I may do it anyway just for studying purposes

Cool
(I'm already thinking how I'd do it :-)

@Yutsuten
Copy link
Member Author

Yutsuten commented May 2, 2024

Not a bad idea, but I think we want to preserve as much as possible.

I think this is personal taste. Using the e-mails I receive as a reference, I'd prefer these character stripped out instead of showing ? on them.

All emails in my inbox that have an ?, I'd be happier if those were not there.

I even have emails with ? between words (Why/how people do that??). In the browser those become spaces.

Subject: I want ????

I have never received an email like that.

Maybe if one sets their locale to something like LANG=C in their system, receiving an email that uses non-ASCII characters (Chinese or whatever I want バナナ lol), I agree that the ? would make sense though.

──────────

• [Goal]
Answer these from the thread above:
1. What does the commenter prefer over seeing ? in received e-mails?
2. What do the ? marks between words become in the browser?
3. Which locale setting is given as a case where ? would make sense?

──────────

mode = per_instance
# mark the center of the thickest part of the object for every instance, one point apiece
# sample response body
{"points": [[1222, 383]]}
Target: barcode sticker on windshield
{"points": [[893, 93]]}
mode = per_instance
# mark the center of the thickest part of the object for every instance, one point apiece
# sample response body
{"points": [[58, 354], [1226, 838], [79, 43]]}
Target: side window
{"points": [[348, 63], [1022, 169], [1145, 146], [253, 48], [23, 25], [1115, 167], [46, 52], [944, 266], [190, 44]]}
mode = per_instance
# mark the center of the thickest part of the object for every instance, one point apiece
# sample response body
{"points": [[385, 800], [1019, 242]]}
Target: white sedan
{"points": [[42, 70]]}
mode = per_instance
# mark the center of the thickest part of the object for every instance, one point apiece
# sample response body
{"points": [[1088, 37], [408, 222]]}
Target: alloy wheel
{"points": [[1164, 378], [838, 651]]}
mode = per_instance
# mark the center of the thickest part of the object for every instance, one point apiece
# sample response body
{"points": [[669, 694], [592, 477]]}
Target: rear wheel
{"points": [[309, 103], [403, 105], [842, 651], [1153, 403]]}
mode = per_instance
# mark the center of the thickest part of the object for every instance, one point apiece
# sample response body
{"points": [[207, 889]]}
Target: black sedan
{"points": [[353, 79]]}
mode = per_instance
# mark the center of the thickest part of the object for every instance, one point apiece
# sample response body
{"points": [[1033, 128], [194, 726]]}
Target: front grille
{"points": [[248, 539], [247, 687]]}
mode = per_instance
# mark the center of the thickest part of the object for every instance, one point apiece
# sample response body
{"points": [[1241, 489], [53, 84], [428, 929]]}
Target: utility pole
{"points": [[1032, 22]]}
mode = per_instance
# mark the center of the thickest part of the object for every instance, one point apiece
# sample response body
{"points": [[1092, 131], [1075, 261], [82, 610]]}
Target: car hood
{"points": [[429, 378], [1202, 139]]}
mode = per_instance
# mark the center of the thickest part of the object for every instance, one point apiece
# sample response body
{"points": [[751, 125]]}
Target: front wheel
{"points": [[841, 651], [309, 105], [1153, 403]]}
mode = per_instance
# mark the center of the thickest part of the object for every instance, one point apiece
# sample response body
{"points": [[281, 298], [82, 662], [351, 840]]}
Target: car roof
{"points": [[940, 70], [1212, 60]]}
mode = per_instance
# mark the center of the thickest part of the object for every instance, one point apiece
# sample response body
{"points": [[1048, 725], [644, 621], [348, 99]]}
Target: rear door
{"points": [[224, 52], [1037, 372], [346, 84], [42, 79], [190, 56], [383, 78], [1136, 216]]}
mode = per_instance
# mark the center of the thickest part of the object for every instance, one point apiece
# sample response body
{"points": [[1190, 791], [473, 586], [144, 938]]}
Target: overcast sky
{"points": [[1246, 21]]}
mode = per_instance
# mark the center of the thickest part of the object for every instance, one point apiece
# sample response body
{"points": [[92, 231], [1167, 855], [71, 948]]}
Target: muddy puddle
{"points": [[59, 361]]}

──────────

• [Result of the task]
1. Having those characters stripped out.
2. Spaces.
3. LANG=C.